All microphones are designed with a certain ‘pickup pattern’, determined how directional a microphone is to sound arriving from any specific direction. These vary between omnidirectional patterns, as shown in FIG. 8 a , (equally sensitive to sound from any direction) to bi-directional, as shown in FIG. 8 b , (sensitive to sound from two directions). Of these pickup patterns, the simplest and most commonly available is the omnidirectional microphone.

Producing Directional Pickup From Omnidirectional Microphones

It is possible to produce a focused and directional pickup of sound from a series of omnidirectional microphones. By configuring these microphones in such a way that differences between the amplitude and the phase of their signals can be manipulated, it is even possible to focus and re-focus the array in any direction, producing the effect of an adaptable directional microphone. This is known as a microphone array beamformer. FIG. 9 shows a diagram showing the functioning of a simple beamforming system known as a ‘Delay and Sum’ beamformer.

The Function of ‘Delay and Sum’ Beamformer

In the ‘Delay and Sum’ beamformer configuration sound arrives at the array on an angle on the left. On account of its angled arrival, sound reaches the array's microphones at different times. These differences in time are determined by the amount of distance between the microphones.
By introducing specific delays to each microphone, it is possible to align the signals in such a way so as to synchronize them and to focus on sound coming from a certain direction. The process is known as ‘constructive interference’. By adjusting these delays, it is possible to virtually ‘steer’ the array to ‘focus’ on sound arriving from any specific direction. The geometry of the array and the precise amount of delay must be carefully designed if the system is to function accurately and flexibly.
In the speakerphone of the present disclosure, six low-noise digital MEMS microphones are placed in a specific configuration optimized to enable speech to be picked up from any angle, relative to the speakerphone system. Without signal processing, the speakerphone would work as an omnidirectional microphone. When all six microphones are engaged and the advanced signal processing algorithms are applied, however, the directional pattern is focused into a tight beam.

Focusing on Speech

A focused, steerable beam like this is useful for optimizing the target sound while simultaneously rejecting sound coming from other directions, allowing the pickup of speech from any angle desired, relative to the speakerphone system. The system is capable of analyzing the content in all directions and automatically selecting the direction of interest.
In FIG. 10 a-d , it can be seen that, even if the target speech signal changes position, (e.g. when two different people are present in a meeting room), the speakerphone will automatically steer a focused beam to the desired direction for the target signal.

Stationary Noise Reduction

Using a certain number of beams to cover the entire 360° in the horizontal plane, each individual beam can be tightly focused. Sounds arriving from the same direction that the beam is pointing in will be picked up without any change, as compared with an omnidirectional microphone. Sounds arriving from other angles, meanwhile, are greatly attenuated-that is, diminished.

Active De-Reverberation

As we have seen, reverberation causes sounds to arrive at a speakerphone's microphone with additional delay and from additional angles. This results in a blurring of the signal in time, reducing the intelligibility of speech.

Source material:
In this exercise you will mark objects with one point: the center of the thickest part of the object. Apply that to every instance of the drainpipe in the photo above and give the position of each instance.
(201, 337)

Tasks and exercises:
1. Reproduce part of the microphone beamforming text word for word, beginning at the words that include "In the ‘Delay" and stopping after "accurately and flexibly.".
2. Write the next part of the microphone beamforming text, picking up after its final sentence.
The lines that come after the microphone beamforming text are not used for anything here.

Responses per task:
1.
In the ‘Delay and Sum’ beamformer configuration sound arrives at the array on an angle on the left. On account of its angled arrival, sound reaches the array's microphones at different times. These differences in time are determined by the amount of distance between the microphones.
By introducing specific delays to each microphone, it is possible to align the signals in such a way so as to synchronize them and to focus on sound coming from a certain direction. The process is known as ‘constructive interference’. By adjusting these delays, it is possible to virtually ‘steer’ the array to ‘focus’ on sound arriving from any specific direction. The geometry of the array and the precise amount of delay must be carefully designed if the system is to function accurately and flexibly.

2.
An optimal ratio of speech to reverberated sound is maintained through the use of a beam focused in the direction of the target signal. Sounds arriving at an angle, reflected from the room's surfaces, will be conveyed with attenuation, in comparison to the target signal, as shown in FIG. 11 .
In an aspect, a headset or headphone comprising a loudspeaker system as described above in the detailed description, in the drawings and in the claims is furthermore provided.
The loudspeaker system according to the present disclosure is in general applicable in any device or system comprising a specific electroacoustic system (e.g. including a loudspeaker and a mechanical parts in communication with the loudspeaker) with a resulting transfer function, which (at a specific sound output) exhibits a low frequency and/or high frequency drop-off (as schematically shown for a loudspeaker unit in FIG. 3 c ). The application of a loudspeaker system according to the present disclosure may advantageously contribute to a compensation for loss of low and/or high frequency components of the sound output to the environment (e.g. due to leakage).
In a headset or headphone, the drop-off is primarily determined by the electroacoustic system (including A. the loudspeaker design, and B. the ear-cup/ear pad/ear bud/earpiece design).
The headphone or headset may be of the open type (indicating a certain or substantial exchange of sound with the environment). The headphone or headset may be of the closed type (indicating an aim to limit the exchange of sound with the environment).
The term open may in the present context be taken to mean that a relatively high acoustic leakage between the surrounding environment and a volume limited by to the ear/ear canal/ear drum and an ear cup/ear pad/ear bud of the headset or head phone covering or blocking the ear/ear canal. In a closed type headphone or headset, the leakage will be (substantially) less than in an open type (but some leakage will typically be present; and this leakage can be compensated for by a loudspeaker system according to the present disclosure).
The headphone or headset may comprise an active noise cancellation system. In a further aspect, use of a loudspeaker system as described above in the detailed description below, in the drawings. Use in a speakerphone, or a mobile (e.g. cellular) telephone (e.g. a SmartPhone), or a gaming device, or a headphone, or a headset, or a hearing aid is provided.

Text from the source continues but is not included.